14 Aralık 2009 Pazartesi

hafta sonu - gezdiklerimiz, gördüklerimiz.

bu ne mi dediniz?
e ama aşkolsun!
hafta sonu gezip gördüğüm yerlerin resmini koyayım dedim.
evet bu yandaki buzdolabı kapağı, yanlış görmediniz.
ya ne olacağıdı!
hafta sonu dağ bayır, göl deniz, dere tepe gezdik de sizden mi esirgedik.
bu işte.
hafta sonu evden çıkmayan bi insan için malzeme bu, buzdolabı.
yemek yapmadığım için içini çekmedim.
kapakla yetinelim.
sonra bu.
madem mutfaktan başladım, mutfakla devam edeyim.
mutfak duvarındaki saat.
dandik bişey.
işportadan almıştık, yüksel caddesinde yere sermişler.
iyi işte, tam hedefe uygun.
ucuz
ve çalışıyor.

mutfaktan çıkmamışım mübarek
burası da mutfaktan nadide bir köşe.
duvarda çakılı duran not tahtası.
genel olarak amacına hiç de uygun olmayan biçimde abuk subuk yazılar, resimler olur üstünde ama
bu sefer alınacak listesi yazmışım.
lakin ısrarcı değilim görüldüğü gibi "alınsa iyi olacak şeyler" listesi.
alınanlar, üstü çizilmek suretiyle listeden çıkartılmış.


sonunda mutfaktan çıkmışım.
hayır bunca süre mutfakta durdum da ne yaptım.
yemek mi, pasta börek mi, temizlik mi...
yoo...
kahve-çay falan en fazla.
antreden geçip kahve içmeye gitmişim.
burası da geçerken "antre" işte
duvarda sallanan çiçekler.
tavandan yere kadar uzanan ve 2-3 metre genişliğinde bir "perde" bu
şirin evet.
eve girerken gülüyor insana.

salon.
uzun duvarda boydan boya gazlı kalemle çizilmiş bir porte ve üzerinde renkli ve bir noktadan sonra dağılmış yamulmuş yumulmuş notalar.
tavana ve karşı duvara sıçramış olanları bile var.
biz bunu çizdiğimizde duvar stiker'ı modası yoktu ne yapalım.
hem fakiriz, durumumuz yok =)
kendi stiker'ını kendin yap kampanyası yaptık.
çizdik, boyadık.
eğlenceli oldu.
notalar, yani gazlı kalem biraz soldu seneler içinde ama..
olsundu.
eveeett.. bir hafta sonu gezdiklerimiz gördüklerimiz köşesinin daha sonuna geldik.
yayında ve yapımda emeği geçen kendim adına teşekkür ederim.
artık kusura bakmayın.
hafta sonu evde olunca böyle oldu.

▶ Yapılacak iş
Hafta sonu yazısına göre mutfak duvarındaki saat nereden alınmış?

▶ Verilen malzeme
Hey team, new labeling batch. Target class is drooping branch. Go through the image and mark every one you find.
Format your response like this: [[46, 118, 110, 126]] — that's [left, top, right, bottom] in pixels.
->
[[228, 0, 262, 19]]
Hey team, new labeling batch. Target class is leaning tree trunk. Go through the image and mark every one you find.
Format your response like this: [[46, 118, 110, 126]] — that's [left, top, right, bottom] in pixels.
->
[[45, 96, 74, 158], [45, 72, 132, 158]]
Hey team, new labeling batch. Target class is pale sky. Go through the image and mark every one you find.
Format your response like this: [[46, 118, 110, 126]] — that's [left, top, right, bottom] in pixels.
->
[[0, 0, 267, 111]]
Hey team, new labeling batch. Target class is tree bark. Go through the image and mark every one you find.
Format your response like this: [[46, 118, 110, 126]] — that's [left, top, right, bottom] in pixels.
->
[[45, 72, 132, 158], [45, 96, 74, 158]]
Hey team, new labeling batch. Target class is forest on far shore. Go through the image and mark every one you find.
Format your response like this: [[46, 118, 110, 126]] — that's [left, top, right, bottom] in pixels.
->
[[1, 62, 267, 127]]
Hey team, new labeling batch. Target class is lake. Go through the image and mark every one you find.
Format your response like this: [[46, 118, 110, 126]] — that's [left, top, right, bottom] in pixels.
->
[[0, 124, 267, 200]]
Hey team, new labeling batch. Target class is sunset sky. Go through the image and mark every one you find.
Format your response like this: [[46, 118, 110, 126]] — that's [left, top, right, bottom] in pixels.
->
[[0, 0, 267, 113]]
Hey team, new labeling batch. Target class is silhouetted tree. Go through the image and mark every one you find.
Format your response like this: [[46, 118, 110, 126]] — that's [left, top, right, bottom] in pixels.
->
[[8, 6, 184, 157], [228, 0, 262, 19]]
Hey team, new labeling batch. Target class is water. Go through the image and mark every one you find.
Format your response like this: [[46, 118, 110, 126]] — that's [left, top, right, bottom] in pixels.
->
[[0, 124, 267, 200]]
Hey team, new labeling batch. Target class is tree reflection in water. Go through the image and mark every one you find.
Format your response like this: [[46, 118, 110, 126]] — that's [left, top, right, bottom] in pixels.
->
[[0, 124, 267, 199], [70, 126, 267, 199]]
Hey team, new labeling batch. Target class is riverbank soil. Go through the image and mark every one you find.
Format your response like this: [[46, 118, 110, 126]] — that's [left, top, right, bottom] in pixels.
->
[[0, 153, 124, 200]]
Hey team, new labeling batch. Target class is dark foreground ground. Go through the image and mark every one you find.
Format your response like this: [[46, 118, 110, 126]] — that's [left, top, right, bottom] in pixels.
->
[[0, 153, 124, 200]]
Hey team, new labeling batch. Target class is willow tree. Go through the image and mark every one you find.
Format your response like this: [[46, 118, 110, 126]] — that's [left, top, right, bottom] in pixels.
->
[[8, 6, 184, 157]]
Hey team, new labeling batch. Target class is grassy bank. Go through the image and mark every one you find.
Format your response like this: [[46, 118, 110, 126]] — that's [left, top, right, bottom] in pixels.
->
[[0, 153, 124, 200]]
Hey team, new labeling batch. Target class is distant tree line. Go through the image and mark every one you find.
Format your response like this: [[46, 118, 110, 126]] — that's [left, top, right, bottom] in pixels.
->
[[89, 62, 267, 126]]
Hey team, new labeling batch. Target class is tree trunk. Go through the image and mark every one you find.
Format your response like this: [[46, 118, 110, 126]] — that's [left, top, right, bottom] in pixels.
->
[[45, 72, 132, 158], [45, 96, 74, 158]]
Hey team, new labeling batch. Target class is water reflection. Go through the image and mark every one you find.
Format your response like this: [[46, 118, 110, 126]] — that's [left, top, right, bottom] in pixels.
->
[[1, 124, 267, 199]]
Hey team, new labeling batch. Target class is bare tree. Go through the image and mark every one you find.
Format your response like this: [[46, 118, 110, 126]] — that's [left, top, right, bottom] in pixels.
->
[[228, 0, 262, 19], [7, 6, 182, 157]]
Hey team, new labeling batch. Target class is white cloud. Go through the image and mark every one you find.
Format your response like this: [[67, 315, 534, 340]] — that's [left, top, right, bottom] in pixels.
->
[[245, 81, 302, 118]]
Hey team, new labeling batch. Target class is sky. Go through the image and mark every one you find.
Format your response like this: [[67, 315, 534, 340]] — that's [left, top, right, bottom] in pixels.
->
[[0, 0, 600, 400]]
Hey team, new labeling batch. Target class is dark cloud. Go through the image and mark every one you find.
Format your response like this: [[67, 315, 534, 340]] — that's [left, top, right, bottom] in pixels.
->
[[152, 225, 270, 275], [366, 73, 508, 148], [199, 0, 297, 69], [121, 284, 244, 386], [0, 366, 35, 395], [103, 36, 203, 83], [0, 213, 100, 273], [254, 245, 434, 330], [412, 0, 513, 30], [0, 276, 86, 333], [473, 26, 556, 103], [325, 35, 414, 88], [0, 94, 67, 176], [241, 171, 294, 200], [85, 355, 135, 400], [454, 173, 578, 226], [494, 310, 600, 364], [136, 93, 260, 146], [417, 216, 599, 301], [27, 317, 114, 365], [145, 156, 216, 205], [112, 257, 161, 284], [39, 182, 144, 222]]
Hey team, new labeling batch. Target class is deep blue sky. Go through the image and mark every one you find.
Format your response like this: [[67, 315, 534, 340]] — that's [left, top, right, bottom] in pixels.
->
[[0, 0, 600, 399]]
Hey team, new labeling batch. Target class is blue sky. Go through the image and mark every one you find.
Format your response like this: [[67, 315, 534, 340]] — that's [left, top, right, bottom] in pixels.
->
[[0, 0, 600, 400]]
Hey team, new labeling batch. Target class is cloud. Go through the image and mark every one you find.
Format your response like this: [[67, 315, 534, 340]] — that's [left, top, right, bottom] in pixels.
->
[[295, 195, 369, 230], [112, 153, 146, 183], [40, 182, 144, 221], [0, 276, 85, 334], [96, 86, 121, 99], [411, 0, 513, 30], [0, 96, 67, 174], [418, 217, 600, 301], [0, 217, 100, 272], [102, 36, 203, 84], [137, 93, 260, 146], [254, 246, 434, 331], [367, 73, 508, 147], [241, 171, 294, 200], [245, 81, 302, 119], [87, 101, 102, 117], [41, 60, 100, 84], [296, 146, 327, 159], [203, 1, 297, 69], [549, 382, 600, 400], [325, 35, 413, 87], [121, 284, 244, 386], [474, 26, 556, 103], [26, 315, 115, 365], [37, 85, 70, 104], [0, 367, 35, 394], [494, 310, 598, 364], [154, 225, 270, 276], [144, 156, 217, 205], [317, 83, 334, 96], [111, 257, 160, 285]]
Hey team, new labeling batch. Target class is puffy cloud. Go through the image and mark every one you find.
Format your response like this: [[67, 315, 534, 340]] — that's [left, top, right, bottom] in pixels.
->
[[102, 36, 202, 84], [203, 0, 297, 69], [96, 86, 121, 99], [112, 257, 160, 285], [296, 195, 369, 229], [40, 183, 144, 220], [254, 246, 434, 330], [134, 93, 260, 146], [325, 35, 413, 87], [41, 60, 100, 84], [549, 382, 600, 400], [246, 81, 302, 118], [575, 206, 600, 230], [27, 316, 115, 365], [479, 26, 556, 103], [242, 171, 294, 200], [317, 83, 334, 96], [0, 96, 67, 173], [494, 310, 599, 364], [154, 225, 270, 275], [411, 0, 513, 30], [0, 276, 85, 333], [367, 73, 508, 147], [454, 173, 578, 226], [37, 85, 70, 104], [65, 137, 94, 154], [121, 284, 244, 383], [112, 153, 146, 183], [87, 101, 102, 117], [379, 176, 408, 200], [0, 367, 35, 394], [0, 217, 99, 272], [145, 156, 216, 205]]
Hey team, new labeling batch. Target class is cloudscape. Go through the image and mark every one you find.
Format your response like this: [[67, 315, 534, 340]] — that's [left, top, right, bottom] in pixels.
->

▶ Sonuç
Saat, Yüksel Caddesi'nde yere serilmiş bir işportadan alınmış.